Some veterans of the Vietnam War still express surprise at the unfriendly receptions they received when they returned to the United States from that combat zone. But they could have predicted that many of them would end up on the streets within a few years of arriving back home. Chronic homelessness has been a cruel reality for veterans since at least the Civil War, when former fighters who hit hard times took the nickname "tramps," after the sound they made when they had marched into battle years earlier.
That sad history gives the nation a heads up today as veterans come home from Iraq and Afghanistan. Many will struggle with homelessness: the U.S. Veterans Affairs Department already has identified 1,500 vets from the current wars who have joined others who sleep under bridges and in lonely patches of woods. As with many homeless people, homeless veterans suffer disproportionately from mental illnesses. And they also often deal with drug and alcohol problems.
Extensive advances in the understanding of post-traumatic stress syndrome help doctors treat veterans shocked by war, and deficiencies uncovered at Walter Reed Army Medical Center last year at least put combat veterans' needs on the front burner in Washington.

**What the task requires:**
In the passage about homeless veterans, what nickname did Civil War veterans who fell on hard times take? Rely only on the passage about homeless veterans.

Saved entries
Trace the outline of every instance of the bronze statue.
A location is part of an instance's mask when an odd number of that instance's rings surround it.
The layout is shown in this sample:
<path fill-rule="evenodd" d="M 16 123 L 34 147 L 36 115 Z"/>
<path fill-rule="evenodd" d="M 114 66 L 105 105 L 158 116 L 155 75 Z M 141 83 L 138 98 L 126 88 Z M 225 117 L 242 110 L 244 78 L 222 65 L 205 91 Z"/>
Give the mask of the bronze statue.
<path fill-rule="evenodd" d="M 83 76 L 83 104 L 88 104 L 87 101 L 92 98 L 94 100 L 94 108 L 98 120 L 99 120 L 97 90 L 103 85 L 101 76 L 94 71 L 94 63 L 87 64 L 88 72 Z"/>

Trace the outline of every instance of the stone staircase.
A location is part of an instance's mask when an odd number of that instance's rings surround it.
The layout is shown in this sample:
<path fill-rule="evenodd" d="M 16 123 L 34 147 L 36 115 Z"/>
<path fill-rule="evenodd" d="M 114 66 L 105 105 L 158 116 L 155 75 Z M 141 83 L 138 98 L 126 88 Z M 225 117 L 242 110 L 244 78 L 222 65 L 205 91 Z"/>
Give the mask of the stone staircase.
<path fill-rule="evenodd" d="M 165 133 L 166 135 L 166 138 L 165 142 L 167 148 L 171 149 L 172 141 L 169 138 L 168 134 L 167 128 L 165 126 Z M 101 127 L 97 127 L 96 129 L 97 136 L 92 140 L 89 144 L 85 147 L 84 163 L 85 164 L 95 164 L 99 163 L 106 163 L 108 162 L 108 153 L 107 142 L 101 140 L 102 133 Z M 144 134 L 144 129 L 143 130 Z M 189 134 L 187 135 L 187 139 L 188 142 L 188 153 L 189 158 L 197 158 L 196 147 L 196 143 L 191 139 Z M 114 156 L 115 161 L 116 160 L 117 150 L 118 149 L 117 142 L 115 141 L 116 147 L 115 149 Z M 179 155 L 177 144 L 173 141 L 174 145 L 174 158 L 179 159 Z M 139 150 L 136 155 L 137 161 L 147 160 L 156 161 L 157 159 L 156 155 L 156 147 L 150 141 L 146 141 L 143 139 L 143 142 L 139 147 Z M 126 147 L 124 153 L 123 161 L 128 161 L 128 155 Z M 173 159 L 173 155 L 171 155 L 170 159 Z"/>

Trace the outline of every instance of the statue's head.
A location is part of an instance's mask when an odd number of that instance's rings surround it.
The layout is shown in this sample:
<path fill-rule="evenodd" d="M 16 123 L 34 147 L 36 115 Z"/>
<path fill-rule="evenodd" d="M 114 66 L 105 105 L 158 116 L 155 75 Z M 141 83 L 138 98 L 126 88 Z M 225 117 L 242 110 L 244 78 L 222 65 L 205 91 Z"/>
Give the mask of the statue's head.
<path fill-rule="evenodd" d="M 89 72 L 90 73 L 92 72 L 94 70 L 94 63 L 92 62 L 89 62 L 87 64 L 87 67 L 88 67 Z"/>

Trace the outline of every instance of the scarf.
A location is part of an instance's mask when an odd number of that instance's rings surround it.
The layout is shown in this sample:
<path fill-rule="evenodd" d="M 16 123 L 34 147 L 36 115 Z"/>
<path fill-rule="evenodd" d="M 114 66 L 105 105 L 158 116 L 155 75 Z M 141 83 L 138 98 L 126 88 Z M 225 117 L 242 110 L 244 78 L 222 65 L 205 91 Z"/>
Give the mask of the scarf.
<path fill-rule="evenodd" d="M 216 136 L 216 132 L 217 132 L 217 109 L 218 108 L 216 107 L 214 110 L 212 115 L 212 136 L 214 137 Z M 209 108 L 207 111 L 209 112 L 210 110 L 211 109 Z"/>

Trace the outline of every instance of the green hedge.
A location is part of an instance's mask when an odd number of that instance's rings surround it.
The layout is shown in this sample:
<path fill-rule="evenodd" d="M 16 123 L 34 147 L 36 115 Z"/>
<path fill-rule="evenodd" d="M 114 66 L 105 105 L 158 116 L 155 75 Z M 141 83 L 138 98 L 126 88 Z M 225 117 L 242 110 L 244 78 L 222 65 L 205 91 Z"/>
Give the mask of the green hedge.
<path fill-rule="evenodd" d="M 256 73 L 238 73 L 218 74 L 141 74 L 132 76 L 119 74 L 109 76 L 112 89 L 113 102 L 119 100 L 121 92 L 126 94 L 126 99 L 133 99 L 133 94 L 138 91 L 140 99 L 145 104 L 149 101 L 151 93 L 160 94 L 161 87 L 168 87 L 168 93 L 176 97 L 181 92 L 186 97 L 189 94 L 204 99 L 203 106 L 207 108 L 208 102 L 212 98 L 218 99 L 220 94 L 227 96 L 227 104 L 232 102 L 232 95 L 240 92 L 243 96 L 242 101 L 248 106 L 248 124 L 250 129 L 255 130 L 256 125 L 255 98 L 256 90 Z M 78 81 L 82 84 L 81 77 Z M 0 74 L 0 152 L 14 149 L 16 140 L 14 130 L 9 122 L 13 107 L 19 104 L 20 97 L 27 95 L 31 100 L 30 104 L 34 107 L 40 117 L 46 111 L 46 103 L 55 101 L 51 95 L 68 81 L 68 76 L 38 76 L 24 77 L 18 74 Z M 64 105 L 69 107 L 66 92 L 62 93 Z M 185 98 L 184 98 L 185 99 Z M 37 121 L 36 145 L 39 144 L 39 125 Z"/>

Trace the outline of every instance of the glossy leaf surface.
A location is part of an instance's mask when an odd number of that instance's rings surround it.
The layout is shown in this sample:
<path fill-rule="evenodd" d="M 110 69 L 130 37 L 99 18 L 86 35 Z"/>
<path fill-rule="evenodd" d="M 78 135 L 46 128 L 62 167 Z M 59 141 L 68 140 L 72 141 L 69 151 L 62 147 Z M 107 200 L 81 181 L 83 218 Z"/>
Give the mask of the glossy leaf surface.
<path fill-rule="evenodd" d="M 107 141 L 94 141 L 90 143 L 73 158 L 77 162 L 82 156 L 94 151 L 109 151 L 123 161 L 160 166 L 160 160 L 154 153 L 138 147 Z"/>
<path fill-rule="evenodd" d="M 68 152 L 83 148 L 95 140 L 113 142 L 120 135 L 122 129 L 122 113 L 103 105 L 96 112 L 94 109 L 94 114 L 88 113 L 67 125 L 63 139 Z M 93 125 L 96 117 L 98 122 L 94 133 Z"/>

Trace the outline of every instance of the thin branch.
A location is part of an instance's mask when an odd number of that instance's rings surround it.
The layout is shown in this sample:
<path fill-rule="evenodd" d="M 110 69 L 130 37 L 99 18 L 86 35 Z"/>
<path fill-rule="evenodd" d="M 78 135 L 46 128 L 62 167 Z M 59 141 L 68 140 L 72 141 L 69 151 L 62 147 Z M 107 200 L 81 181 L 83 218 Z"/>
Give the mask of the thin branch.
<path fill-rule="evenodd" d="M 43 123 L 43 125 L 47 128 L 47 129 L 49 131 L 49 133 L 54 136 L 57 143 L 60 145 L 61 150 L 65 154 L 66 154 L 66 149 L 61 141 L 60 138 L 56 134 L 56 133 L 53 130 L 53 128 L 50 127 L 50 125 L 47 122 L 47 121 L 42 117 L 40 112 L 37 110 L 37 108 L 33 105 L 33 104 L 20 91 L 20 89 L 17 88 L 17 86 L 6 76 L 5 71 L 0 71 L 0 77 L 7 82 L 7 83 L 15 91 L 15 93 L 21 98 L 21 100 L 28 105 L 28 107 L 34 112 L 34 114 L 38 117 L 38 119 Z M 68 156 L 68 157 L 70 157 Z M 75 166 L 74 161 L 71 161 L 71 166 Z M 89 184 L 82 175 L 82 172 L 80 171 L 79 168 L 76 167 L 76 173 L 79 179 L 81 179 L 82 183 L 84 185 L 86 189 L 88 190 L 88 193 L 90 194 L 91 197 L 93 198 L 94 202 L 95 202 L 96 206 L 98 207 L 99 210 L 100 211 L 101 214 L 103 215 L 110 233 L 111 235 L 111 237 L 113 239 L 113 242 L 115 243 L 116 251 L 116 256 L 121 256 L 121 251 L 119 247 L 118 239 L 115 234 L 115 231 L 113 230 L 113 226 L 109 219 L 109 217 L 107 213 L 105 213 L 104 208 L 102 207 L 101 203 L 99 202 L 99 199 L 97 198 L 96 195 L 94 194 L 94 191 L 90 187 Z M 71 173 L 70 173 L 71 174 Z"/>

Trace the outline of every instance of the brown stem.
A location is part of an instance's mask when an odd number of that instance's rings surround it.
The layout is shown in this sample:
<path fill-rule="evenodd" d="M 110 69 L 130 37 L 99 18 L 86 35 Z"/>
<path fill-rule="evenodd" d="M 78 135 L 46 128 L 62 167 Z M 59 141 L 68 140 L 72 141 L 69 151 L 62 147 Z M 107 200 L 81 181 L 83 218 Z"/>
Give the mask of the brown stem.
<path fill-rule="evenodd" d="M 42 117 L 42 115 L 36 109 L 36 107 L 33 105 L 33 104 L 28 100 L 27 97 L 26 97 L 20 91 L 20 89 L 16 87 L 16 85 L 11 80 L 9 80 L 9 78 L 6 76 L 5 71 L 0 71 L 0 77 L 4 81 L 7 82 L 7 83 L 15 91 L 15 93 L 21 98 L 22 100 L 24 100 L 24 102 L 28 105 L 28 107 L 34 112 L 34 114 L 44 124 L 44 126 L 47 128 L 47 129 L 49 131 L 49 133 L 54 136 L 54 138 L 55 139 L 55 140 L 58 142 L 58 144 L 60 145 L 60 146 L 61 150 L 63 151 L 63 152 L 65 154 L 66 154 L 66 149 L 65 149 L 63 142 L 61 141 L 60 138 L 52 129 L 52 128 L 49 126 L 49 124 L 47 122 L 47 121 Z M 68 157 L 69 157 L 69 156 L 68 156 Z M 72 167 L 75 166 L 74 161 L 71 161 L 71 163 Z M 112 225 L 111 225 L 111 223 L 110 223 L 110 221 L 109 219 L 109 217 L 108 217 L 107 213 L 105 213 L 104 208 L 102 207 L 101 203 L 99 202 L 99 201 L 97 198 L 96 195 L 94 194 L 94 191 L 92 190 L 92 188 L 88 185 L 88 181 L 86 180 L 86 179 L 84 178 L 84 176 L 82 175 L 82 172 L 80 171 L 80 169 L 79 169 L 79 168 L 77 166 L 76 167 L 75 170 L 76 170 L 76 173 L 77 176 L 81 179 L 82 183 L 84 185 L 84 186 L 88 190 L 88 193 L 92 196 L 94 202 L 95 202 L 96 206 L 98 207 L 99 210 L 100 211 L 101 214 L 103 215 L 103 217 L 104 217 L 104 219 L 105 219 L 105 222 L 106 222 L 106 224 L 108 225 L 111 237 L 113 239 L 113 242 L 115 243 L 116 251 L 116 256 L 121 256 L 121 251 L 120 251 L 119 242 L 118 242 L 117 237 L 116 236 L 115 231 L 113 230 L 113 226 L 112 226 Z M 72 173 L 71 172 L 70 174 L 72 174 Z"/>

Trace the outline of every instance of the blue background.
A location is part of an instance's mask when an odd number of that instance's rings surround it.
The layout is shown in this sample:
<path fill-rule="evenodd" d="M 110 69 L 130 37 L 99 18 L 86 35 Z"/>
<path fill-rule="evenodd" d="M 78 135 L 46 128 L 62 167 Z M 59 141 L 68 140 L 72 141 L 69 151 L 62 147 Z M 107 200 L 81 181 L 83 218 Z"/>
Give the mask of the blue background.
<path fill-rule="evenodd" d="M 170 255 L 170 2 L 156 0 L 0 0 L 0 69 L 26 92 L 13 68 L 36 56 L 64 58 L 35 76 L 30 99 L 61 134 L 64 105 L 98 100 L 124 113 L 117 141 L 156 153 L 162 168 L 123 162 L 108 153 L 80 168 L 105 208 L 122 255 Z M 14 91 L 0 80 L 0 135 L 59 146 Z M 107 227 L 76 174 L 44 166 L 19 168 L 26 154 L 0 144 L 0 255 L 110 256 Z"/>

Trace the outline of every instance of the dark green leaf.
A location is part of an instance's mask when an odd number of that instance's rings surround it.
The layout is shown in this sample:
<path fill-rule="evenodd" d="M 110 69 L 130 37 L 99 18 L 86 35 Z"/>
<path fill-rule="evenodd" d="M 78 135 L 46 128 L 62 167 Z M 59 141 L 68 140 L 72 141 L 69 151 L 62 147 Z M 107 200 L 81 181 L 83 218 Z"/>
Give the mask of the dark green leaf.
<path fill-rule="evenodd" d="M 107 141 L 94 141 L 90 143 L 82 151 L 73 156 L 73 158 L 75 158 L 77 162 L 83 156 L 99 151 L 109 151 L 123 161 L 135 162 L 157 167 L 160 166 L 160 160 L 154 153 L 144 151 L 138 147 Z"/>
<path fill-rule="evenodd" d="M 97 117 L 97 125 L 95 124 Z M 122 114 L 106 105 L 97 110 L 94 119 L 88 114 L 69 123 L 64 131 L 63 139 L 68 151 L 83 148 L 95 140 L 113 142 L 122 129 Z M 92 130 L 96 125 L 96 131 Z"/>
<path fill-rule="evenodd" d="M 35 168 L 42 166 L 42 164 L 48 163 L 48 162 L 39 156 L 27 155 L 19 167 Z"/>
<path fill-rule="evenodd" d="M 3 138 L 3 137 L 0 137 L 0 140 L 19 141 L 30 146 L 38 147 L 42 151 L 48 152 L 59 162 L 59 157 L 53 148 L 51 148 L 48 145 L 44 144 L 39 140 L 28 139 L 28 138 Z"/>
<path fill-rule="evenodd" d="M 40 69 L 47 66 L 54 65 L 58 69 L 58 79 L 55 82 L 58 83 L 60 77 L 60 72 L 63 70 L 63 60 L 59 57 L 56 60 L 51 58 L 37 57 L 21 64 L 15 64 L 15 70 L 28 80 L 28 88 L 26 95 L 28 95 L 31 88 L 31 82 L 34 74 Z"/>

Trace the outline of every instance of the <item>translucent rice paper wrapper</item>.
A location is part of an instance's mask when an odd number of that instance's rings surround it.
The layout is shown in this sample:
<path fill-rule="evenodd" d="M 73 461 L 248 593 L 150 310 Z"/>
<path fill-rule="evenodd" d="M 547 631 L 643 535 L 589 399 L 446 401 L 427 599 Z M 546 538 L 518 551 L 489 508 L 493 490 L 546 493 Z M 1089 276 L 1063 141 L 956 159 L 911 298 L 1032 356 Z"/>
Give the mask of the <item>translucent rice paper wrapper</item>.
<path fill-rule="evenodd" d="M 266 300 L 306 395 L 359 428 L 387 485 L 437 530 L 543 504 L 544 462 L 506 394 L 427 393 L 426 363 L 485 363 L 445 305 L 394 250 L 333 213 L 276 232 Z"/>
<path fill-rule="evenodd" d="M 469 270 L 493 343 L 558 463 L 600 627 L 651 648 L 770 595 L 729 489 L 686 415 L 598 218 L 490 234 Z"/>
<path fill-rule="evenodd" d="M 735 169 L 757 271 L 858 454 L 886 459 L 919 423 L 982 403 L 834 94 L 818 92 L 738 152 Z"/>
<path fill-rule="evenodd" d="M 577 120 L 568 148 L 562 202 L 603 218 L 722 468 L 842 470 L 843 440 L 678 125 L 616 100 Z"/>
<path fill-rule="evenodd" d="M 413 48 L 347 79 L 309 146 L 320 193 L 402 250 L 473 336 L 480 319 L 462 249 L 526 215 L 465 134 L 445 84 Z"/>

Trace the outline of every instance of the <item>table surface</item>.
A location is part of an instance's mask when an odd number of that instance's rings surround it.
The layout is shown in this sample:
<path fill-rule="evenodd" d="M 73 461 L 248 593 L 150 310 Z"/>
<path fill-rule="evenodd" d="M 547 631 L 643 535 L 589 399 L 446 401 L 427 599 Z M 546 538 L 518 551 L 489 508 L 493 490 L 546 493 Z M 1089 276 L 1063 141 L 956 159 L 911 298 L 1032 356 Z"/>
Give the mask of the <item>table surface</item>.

**Exercise response:**
They took the nickname "tramps," after the sound they made marching into battle.